### Aim
Format the rows from the line containing "Find the hiker" through the end of the rows as a numbered list, leaving out blank lines.

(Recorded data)
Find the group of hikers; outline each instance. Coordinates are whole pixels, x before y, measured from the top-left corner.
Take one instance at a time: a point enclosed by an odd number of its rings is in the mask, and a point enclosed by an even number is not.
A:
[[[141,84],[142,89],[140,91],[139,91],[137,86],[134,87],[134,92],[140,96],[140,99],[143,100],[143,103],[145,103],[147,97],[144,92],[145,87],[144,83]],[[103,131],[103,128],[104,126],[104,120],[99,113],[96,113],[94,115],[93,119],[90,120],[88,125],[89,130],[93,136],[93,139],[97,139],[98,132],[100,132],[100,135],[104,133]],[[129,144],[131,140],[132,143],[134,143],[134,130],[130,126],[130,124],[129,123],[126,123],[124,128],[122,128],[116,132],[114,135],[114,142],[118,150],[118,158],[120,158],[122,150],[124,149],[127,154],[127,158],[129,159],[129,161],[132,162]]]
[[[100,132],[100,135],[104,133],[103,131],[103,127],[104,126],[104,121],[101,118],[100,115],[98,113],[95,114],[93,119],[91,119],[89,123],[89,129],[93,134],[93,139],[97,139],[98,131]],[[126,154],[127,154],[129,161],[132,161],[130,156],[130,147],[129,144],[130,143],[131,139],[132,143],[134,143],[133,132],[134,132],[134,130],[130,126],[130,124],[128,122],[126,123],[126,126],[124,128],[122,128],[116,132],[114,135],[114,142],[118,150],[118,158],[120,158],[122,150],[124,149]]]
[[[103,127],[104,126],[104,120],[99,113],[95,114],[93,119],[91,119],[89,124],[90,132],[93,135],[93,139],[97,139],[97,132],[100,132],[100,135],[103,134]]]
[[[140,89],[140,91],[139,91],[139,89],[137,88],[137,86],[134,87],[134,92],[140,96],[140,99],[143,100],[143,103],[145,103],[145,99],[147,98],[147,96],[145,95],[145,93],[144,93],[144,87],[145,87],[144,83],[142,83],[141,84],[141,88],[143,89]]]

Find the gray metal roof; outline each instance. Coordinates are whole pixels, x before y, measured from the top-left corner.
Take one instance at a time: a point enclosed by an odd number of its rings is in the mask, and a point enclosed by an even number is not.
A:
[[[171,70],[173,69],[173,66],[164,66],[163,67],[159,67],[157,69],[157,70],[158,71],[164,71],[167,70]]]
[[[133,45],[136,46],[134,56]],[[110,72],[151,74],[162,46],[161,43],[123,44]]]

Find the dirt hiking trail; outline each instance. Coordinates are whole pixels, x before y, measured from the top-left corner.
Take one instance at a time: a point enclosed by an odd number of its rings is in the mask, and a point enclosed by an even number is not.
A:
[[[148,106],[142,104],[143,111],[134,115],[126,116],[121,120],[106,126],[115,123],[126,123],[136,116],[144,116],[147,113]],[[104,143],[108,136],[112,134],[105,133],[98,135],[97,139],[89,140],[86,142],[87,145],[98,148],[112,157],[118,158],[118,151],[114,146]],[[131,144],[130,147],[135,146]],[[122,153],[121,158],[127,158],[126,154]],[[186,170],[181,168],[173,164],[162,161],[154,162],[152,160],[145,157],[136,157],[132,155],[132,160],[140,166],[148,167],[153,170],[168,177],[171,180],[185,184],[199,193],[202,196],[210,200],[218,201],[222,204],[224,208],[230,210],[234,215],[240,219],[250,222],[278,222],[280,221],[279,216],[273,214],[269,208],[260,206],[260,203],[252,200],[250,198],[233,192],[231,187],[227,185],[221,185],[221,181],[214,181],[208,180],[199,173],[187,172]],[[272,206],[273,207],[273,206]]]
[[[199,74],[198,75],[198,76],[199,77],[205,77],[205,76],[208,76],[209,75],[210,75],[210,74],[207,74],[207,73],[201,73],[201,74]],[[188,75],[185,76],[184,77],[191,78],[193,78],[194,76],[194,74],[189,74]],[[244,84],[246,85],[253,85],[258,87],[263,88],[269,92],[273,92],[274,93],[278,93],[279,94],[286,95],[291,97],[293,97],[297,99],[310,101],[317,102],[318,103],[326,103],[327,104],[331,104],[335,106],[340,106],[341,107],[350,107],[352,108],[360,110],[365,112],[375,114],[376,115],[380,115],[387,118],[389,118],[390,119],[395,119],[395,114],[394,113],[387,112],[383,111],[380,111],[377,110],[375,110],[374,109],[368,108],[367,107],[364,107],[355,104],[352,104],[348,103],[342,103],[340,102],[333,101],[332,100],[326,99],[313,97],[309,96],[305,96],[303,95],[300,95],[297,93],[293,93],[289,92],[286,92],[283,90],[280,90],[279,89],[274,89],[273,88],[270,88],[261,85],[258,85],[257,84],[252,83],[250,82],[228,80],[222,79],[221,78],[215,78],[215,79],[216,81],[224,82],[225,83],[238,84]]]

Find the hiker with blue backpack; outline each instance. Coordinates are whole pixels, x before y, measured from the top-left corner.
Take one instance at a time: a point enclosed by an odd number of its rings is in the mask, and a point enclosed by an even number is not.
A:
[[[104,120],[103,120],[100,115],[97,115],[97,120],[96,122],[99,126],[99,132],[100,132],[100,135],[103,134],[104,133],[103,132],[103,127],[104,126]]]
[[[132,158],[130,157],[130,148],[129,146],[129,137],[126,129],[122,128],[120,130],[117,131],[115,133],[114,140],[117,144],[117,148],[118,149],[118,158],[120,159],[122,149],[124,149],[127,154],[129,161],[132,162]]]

### Finished answer
1. Find the hiker with blue backpack; outline each instance. Coordinates are whole pixels, x before y, measured from the top-left corner.
2. Take one instance at a time: a point enclosed by an odd number of its rings is in the mask, and a point enclosed by an even number is not.
3. A:
4. [[[104,120],[103,120],[100,115],[97,115],[97,120],[96,122],[99,126],[99,132],[100,132],[100,135],[103,134],[104,133],[103,132],[103,127],[104,126]]]
5. [[[132,158],[130,157],[130,148],[129,146],[129,137],[126,129],[122,128],[120,130],[117,131],[115,133],[114,140],[117,144],[117,148],[118,149],[118,158],[120,159],[122,149],[124,149],[127,154],[129,161],[132,162]]]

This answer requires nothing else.